-------- Data for this exercise --------

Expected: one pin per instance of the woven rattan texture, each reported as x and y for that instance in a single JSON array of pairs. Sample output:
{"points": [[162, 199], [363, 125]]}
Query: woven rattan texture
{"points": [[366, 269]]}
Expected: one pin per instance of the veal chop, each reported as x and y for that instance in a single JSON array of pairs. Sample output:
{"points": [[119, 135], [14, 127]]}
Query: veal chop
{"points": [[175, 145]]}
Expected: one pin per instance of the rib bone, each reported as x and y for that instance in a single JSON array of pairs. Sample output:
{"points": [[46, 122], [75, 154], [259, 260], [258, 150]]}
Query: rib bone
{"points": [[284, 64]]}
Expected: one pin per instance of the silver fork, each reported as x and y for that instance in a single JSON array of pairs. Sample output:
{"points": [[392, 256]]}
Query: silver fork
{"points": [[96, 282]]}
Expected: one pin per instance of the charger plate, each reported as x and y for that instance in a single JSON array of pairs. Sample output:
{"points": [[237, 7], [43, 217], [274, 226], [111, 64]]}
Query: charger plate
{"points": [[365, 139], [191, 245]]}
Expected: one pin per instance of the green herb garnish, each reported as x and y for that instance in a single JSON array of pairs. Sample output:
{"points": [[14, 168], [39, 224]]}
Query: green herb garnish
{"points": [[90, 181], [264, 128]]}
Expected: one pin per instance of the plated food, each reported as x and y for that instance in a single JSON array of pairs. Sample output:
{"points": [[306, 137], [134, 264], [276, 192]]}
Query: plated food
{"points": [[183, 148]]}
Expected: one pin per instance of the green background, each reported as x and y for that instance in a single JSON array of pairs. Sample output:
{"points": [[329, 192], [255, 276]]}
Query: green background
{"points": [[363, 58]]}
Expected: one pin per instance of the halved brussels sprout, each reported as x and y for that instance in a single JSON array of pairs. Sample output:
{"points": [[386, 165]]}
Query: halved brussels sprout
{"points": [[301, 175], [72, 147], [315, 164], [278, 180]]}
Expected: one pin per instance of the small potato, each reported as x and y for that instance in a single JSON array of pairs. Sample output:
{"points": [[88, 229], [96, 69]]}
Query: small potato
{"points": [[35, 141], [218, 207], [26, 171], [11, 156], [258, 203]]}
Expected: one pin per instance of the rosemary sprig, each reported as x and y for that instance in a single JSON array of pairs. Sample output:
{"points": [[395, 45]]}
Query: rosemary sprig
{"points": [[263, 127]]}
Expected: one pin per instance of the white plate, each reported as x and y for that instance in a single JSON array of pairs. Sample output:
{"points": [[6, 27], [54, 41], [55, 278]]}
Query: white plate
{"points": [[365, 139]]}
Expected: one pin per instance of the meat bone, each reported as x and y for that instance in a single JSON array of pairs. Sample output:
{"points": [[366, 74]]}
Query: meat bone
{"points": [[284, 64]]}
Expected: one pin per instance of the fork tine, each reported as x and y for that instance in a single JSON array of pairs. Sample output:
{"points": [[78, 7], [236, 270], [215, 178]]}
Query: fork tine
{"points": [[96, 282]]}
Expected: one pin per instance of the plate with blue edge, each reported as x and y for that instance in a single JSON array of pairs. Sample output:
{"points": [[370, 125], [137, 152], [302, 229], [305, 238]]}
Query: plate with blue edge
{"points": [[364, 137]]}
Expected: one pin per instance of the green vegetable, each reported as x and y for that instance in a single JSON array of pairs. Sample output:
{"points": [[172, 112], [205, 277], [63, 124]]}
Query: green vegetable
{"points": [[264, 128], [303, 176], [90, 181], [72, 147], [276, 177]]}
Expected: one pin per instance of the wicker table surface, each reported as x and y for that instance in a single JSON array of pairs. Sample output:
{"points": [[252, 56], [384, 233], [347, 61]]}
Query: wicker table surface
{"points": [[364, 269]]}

--------

• Objective: Please rewrite all the records above with "JSON array" swapped for "JSON list" wherever it occurs, leaving everything else unchanged.

• Output of the exercise:
Expected: one pin per instance of the woven rattan texture, each reported as x and y for that instance in a single JSON list of pairs. Sample output:
{"points": [[162, 199], [363, 125]]}
Query: woven rattan texture
{"points": [[366, 269]]}
Expected: one pin per instance of the veal chop, each reported as x and y for that instance in a single JSON list of pairs. Sample output:
{"points": [[119, 135], [14, 127]]}
Query: veal chop
{"points": [[175, 145]]}
Expected: one pin per instance of the rib bone, each reported as x and y for that instance in a single JSON list of pairs. Sample output:
{"points": [[46, 122], [75, 154], [259, 260], [258, 150]]}
Query: rib bone
{"points": [[284, 64]]}
Expected: one pin per instance of the silver fork, each reported as x and y for that instance in a single JSON list of pairs. Sample output:
{"points": [[392, 256]]}
Query: silver fork
{"points": [[96, 282]]}
Expected: one pin per instance of the charger plate, each reported as x and y for that instance in a single JSON list of pairs. Sample output:
{"points": [[237, 7], [43, 217], [274, 226], [111, 64]]}
Query: charger plate
{"points": [[365, 139], [191, 245]]}
Expected: one pin per instance of the green herb garnish, each reported as x and y for that instance in a single JSON list of pairs. Sample output:
{"points": [[14, 168], [39, 224]]}
Query: green herb garnish
{"points": [[90, 181], [264, 128]]}
Expected: one pin per instance of the plated food, each reported as x and y for that instance in a single JSON list of pairs. Sample output:
{"points": [[306, 137], [134, 264], [276, 192]]}
Query: plated food
{"points": [[183, 148]]}
Expected: one pin per instance of the green background, each reported as x and y for that instance in a single JSON list of pairs. Sample output:
{"points": [[329, 192], [255, 276]]}
Query: green background
{"points": [[363, 58]]}
Expected: one pin per instance of the halved brussels sprout, each reported as x and y for that instance in a single JSON list of pairs. Sample output:
{"points": [[386, 165]]}
Query: halved brussels sprout
{"points": [[301, 175], [72, 147], [315, 164], [278, 180]]}
Expected: one pin per instance of the small potato, each reported as x and y for that instance in a single JSON list of pairs. Sample output:
{"points": [[88, 229], [96, 69]]}
Query: small potato
{"points": [[35, 141], [218, 207], [26, 171], [11, 156], [258, 203]]}
Expected: one pin per instance of the rosemary sprig, each reported as x and y for that instance in a single JSON list of pairs. Sample output:
{"points": [[395, 45]]}
Query: rosemary sprig
{"points": [[263, 127]]}
Expected: one pin per instance of the white plate, each reported as x and y for that instance in a single JSON list of pairs. Sample output:
{"points": [[6, 27], [54, 41], [55, 278]]}
Query: white plate
{"points": [[365, 139]]}
Expected: one pin per instance of the meat bone, each reported as x and y for that instance in a single JSON list of pairs. Sample output:
{"points": [[366, 74]]}
Query: meat bone
{"points": [[284, 64]]}
Expected: one pin per instance of the fork tine, each reported as x and y for that instance in a single JSON list of pairs. Sample output:
{"points": [[78, 7], [236, 270], [215, 178]]}
Query: fork tine
{"points": [[96, 282]]}
Expected: one pin per instance of the plate with blue edge, each reported as x and y for that instance in a single JSON list of pairs. Sample output:
{"points": [[370, 125], [137, 152], [302, 229], [305, 238]]}
Query: plate with blue edge
{"points": [[364, 137]]}
Expected: one pin per instance of the green vegetable, each reported as x and y for that instance in a single JSON list of pairs. Sample output:
{"points": [[172, 112], [205, 277], [63, 124]]}
Query: green vegetable
{"points": [[264, 128], [303, 176], [90, 181], [72, 147], [276, 177]]}
Expected: one pin per instance of the wicker table surface, each reported as x and y for that instance in a single JSON list of pairs. Sample output:
{"points": [[252, 56], [384, 233], [347, 61]]}
Query: wicker table surface
{"points": [[364, 269]]}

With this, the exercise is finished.